◆ Aim: Count the lines of the records below that contain the string "branch", treating case as significant, and give only the number.
Start of Data supplied
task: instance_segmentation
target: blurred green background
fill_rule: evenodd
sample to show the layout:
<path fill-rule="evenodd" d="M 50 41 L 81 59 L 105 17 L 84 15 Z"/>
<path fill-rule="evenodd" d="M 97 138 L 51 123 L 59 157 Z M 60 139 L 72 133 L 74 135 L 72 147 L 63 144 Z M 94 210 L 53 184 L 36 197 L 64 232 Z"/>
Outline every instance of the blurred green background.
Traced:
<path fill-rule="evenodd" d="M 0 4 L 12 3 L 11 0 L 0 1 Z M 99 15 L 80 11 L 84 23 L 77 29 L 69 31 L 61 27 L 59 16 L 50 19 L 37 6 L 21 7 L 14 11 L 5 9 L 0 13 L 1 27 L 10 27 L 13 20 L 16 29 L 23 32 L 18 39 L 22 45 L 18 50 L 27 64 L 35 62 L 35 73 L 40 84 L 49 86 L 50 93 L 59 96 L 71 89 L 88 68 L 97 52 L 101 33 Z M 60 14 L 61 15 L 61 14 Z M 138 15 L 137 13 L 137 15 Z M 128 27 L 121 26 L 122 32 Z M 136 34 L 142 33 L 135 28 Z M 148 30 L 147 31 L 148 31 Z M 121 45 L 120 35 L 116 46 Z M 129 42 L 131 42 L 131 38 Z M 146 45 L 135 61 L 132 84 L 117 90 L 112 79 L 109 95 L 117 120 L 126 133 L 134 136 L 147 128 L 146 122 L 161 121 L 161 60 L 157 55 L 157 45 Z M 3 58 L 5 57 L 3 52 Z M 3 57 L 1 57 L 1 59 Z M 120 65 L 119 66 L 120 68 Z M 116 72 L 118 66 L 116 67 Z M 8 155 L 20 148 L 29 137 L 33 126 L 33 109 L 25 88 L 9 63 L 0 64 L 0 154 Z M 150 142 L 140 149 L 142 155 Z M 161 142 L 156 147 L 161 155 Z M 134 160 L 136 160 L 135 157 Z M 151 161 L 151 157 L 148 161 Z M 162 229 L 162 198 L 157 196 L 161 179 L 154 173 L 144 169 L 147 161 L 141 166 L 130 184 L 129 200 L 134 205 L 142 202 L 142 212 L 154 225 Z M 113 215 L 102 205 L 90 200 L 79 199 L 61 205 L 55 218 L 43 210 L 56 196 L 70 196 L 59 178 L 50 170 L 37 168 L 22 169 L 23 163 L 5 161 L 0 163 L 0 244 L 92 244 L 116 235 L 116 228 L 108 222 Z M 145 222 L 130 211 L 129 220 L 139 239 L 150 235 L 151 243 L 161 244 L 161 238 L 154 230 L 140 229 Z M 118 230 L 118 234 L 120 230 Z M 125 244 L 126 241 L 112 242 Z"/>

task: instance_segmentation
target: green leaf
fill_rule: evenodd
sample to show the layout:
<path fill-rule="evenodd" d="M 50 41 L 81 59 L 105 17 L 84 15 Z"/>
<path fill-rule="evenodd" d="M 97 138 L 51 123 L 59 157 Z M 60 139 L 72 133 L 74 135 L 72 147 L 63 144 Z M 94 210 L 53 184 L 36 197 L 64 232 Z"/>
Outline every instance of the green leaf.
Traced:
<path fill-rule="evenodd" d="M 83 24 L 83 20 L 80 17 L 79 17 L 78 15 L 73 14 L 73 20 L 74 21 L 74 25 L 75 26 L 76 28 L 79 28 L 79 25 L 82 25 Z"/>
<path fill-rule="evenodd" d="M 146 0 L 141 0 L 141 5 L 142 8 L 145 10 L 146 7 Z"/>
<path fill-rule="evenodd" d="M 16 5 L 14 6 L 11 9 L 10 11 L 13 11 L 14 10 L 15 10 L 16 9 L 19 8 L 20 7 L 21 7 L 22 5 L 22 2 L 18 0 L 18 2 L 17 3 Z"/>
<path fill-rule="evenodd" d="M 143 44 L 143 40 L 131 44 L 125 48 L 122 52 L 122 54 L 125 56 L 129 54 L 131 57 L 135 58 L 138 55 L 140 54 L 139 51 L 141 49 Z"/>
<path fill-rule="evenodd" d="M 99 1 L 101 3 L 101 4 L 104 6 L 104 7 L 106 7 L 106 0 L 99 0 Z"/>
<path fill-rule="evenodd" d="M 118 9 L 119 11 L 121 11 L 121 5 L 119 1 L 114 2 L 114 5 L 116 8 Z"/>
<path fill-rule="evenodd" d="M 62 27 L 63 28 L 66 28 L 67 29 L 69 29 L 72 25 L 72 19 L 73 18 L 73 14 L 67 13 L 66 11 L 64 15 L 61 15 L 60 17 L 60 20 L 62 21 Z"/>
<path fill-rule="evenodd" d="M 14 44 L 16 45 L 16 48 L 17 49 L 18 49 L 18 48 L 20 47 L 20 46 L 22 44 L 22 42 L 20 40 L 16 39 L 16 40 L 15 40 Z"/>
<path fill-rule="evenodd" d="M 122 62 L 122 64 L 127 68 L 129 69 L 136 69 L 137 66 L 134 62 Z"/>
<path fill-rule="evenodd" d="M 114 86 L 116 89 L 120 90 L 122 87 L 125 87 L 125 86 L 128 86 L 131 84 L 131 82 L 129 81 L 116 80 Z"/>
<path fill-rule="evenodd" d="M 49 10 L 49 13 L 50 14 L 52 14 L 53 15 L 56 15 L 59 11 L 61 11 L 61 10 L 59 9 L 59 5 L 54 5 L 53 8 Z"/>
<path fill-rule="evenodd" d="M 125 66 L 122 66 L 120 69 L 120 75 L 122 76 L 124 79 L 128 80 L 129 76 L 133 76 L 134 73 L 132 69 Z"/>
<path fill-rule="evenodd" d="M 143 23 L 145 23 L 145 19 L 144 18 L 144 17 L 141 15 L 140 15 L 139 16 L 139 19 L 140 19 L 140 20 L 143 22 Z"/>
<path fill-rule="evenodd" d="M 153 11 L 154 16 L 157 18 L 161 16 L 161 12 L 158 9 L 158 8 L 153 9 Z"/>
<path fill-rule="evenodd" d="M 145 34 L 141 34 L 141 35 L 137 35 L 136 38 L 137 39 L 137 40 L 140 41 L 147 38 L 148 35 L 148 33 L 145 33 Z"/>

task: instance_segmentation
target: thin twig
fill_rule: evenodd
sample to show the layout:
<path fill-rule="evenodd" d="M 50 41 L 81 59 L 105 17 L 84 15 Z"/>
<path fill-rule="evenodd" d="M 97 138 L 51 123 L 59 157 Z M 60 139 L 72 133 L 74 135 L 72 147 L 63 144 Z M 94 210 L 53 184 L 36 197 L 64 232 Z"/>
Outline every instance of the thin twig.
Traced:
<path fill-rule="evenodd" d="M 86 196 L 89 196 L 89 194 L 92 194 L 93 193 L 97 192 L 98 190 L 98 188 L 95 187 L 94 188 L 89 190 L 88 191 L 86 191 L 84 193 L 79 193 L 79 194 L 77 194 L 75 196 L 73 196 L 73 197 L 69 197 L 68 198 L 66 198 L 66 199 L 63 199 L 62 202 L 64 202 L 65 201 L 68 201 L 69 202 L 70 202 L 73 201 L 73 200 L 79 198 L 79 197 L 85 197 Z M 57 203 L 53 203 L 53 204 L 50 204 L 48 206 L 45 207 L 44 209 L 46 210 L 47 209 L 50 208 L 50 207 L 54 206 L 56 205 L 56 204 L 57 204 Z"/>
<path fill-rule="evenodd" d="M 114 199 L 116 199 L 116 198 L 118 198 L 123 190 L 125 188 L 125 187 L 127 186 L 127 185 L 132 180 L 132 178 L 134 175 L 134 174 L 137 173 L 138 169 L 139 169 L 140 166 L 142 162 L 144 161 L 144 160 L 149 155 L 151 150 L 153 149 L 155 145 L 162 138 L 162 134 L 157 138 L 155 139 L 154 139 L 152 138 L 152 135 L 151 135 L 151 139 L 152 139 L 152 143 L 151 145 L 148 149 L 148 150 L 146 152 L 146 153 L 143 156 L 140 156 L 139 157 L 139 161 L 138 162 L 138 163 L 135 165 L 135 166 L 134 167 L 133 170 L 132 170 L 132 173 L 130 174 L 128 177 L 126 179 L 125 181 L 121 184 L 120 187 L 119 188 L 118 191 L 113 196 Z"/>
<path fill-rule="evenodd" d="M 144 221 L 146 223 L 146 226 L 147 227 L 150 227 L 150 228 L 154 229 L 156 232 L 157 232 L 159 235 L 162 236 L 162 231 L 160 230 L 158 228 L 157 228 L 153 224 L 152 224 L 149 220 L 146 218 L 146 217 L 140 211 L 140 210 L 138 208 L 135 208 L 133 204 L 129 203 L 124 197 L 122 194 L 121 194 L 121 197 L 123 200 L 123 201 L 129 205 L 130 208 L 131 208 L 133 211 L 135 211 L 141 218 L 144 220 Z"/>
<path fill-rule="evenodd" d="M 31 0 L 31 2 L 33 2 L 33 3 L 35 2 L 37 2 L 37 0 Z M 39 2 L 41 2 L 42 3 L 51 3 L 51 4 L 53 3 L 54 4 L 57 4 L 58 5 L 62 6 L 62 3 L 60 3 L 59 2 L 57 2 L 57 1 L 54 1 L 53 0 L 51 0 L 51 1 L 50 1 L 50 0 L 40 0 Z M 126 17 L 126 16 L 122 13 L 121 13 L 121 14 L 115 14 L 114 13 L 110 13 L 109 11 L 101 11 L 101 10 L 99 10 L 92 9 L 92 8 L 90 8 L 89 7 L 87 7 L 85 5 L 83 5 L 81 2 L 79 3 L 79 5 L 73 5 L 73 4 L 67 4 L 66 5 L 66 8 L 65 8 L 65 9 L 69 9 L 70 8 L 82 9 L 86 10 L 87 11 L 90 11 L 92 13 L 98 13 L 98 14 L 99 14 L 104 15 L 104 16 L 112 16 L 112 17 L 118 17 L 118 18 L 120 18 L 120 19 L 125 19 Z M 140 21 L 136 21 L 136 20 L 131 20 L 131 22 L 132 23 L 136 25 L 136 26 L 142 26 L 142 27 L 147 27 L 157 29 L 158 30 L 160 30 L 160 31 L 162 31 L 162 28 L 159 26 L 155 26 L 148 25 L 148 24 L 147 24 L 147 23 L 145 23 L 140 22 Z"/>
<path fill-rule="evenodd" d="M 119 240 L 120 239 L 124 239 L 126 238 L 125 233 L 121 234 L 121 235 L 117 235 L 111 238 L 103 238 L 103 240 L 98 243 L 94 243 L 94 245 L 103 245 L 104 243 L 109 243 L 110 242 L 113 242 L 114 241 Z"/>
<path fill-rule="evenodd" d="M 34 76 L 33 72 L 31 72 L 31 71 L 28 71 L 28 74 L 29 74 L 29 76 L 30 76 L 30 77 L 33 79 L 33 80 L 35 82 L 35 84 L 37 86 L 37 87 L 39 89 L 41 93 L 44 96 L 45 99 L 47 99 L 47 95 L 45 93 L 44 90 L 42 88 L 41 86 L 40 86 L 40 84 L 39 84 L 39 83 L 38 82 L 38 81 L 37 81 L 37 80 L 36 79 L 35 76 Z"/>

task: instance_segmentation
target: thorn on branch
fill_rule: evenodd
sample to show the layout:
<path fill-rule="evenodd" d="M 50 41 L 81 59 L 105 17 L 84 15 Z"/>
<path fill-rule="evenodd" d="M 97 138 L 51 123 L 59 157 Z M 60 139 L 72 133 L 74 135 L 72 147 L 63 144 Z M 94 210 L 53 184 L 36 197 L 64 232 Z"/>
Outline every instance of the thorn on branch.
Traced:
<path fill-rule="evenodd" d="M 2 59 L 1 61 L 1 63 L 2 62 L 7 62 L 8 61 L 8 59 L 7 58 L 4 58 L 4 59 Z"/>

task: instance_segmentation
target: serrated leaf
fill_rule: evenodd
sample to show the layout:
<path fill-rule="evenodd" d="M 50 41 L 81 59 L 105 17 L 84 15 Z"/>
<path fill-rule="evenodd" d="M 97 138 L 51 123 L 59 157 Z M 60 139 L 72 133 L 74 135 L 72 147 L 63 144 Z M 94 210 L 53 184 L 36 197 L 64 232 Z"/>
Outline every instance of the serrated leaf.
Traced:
End of Data supplied
◆ Solution to this problem: 2